Task goal: Could you write out the records exactly as they are given?

(Region pointing data)
-------

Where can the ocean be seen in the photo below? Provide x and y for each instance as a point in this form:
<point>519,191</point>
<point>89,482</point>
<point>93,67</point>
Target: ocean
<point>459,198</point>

-------

Written solution:
Where can the ocean be seen in the photo below? Provide x and y for each instance as a point in this form:
<point>519,191</point>
<point>89,482</point>
<point>93,67</point>
Target: ocean
<point>459,198</point>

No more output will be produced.